Start of EXTRACTED INFORMATION
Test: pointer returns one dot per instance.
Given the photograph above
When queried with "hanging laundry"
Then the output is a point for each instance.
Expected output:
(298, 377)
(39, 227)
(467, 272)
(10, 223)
End of EXTRACTED INFORMATION
## WHAT YOU ARE ASKED TO DO
Now repeat the data exactly, keeping every line.

## SOLUTION BELOW
Test: pointer returns one dot per instance.
Given the photograph above
When queried with "hanging laundry"
Then the output is a point for each instance.
Expected output:
(298, 377)
(39, 227)
(467, 272)
(10, 223)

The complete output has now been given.